- [What you will do]: Count the lines in the data below that contain the string "fence", treating case as significant, and reply with only that number.

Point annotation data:
# # # # # # #

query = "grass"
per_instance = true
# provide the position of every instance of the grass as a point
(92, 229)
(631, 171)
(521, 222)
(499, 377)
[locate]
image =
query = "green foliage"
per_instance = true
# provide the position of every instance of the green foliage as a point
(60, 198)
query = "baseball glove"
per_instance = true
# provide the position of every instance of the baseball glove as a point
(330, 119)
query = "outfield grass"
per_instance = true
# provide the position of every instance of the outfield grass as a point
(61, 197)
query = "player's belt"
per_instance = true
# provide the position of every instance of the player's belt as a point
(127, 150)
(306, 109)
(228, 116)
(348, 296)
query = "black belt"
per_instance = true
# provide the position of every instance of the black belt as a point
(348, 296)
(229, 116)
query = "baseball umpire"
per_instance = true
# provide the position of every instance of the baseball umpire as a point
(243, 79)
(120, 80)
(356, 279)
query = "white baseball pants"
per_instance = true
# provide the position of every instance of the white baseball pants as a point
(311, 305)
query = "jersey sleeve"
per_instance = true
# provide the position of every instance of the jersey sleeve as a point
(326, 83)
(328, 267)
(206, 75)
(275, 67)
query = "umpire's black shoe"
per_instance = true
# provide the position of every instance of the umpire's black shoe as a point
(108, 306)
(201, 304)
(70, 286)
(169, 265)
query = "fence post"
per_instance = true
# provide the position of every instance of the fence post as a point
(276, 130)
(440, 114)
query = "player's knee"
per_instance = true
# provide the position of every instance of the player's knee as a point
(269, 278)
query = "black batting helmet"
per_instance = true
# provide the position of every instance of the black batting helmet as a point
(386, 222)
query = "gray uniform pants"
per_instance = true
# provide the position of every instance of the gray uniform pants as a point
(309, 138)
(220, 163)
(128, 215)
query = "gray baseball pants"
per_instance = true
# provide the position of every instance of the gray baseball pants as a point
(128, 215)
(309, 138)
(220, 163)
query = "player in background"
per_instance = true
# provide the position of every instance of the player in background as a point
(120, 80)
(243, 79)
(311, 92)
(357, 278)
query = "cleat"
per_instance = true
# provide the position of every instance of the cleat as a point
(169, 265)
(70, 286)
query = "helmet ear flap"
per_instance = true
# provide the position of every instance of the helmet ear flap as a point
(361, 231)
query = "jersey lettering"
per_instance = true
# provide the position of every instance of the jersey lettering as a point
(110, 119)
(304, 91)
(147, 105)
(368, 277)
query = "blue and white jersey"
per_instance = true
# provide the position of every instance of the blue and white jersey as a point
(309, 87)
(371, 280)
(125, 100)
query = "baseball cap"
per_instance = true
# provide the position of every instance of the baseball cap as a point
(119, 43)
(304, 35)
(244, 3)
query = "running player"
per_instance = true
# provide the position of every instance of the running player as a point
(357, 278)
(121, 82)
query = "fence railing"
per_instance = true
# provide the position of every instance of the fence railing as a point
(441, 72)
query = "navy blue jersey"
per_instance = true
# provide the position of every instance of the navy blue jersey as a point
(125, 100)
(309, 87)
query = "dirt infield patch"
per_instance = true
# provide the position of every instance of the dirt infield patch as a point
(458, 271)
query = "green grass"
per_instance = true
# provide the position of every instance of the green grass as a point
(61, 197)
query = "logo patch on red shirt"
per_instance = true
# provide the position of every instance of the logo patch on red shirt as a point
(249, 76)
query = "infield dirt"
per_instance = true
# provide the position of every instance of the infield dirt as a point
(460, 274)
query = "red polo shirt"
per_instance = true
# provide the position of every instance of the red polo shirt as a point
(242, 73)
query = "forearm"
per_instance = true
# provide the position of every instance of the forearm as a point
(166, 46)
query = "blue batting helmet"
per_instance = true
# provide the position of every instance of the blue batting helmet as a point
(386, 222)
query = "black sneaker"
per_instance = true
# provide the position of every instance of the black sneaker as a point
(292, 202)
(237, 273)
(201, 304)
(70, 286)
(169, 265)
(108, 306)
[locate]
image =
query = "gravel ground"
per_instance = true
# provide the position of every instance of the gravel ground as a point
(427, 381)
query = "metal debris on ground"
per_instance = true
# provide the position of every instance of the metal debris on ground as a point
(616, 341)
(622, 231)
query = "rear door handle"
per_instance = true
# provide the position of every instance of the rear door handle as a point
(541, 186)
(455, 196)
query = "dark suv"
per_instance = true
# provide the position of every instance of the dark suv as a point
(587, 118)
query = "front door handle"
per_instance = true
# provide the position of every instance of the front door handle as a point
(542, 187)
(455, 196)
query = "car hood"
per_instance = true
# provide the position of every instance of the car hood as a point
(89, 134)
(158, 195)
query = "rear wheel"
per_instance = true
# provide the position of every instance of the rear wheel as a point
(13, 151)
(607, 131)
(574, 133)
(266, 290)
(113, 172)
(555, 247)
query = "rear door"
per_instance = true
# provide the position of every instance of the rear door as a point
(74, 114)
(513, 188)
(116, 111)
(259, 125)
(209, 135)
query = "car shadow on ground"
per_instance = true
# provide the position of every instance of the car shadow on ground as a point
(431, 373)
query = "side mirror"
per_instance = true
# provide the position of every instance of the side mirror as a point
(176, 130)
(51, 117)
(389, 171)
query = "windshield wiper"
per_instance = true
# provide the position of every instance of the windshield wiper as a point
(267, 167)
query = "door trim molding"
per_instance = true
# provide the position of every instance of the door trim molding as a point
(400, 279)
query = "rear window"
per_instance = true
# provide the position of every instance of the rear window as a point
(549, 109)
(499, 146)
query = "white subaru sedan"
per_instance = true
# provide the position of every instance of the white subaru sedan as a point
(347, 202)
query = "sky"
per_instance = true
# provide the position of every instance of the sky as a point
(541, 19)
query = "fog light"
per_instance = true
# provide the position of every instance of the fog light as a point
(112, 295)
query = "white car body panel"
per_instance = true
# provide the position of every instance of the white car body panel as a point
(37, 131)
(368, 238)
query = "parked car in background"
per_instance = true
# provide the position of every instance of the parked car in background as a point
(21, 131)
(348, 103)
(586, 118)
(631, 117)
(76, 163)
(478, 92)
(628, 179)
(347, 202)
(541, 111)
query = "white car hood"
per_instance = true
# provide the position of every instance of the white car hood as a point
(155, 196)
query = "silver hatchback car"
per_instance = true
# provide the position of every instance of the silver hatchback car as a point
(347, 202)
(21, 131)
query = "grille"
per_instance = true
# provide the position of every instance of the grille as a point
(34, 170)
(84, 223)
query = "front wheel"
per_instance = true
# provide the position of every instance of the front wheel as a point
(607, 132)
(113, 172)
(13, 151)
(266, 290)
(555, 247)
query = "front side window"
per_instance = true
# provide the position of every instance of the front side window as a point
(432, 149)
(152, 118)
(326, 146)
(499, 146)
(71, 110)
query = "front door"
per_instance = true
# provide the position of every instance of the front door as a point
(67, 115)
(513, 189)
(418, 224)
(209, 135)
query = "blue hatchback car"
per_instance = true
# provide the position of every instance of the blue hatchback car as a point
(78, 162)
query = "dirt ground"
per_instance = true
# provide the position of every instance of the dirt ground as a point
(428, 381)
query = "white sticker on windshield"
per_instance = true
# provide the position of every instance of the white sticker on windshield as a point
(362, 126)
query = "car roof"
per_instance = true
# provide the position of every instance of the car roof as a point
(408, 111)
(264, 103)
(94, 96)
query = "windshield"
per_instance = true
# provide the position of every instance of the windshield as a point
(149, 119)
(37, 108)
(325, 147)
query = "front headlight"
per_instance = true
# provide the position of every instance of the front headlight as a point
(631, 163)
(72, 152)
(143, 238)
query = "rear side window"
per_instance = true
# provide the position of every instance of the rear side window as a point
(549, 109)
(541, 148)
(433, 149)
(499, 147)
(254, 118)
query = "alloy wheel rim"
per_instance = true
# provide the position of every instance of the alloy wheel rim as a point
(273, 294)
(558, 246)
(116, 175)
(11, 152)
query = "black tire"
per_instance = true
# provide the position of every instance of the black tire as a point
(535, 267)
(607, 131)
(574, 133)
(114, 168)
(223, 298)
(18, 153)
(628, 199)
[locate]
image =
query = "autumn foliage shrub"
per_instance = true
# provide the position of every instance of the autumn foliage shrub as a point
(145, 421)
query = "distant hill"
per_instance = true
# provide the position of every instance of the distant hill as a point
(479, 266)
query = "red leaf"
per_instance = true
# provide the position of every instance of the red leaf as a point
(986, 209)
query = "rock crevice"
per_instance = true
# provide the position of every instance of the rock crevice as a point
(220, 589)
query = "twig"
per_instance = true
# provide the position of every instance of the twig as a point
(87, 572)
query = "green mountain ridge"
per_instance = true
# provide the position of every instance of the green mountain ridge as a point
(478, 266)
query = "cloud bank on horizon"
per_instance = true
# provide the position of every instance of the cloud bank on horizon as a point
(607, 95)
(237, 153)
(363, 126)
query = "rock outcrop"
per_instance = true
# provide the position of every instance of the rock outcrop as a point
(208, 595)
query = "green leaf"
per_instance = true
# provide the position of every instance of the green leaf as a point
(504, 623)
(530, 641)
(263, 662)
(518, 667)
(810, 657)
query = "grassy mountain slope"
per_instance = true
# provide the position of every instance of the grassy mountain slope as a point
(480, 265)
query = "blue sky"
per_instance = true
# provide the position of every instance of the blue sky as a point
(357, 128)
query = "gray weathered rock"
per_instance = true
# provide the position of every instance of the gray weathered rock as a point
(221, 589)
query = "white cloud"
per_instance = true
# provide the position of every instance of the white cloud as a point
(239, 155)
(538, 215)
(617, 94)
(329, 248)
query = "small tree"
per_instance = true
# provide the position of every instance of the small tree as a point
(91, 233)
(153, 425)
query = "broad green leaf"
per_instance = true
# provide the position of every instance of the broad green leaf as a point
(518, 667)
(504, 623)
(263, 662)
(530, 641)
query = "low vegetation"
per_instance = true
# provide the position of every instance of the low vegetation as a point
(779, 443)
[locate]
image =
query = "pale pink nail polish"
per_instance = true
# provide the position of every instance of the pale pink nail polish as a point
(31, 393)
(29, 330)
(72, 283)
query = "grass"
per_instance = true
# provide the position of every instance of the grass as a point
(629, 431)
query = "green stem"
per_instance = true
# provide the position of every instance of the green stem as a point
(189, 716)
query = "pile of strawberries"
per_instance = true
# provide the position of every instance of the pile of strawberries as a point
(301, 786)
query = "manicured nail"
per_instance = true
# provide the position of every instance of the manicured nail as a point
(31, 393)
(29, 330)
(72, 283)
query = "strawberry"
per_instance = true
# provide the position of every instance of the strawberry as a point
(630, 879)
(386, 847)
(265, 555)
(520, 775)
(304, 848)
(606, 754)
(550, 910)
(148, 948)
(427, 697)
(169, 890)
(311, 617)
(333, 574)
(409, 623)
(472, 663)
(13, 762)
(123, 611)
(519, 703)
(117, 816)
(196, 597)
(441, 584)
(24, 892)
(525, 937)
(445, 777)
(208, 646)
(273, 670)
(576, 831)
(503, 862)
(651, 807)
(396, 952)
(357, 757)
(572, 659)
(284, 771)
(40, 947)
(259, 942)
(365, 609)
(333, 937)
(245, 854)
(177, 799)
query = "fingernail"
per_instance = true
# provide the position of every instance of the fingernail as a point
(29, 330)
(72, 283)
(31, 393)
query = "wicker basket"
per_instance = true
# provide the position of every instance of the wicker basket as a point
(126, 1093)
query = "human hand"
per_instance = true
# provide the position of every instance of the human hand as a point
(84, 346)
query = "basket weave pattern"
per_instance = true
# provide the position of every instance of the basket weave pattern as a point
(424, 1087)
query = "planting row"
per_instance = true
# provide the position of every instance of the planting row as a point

# # # # # # #

- [Exercise result]: 4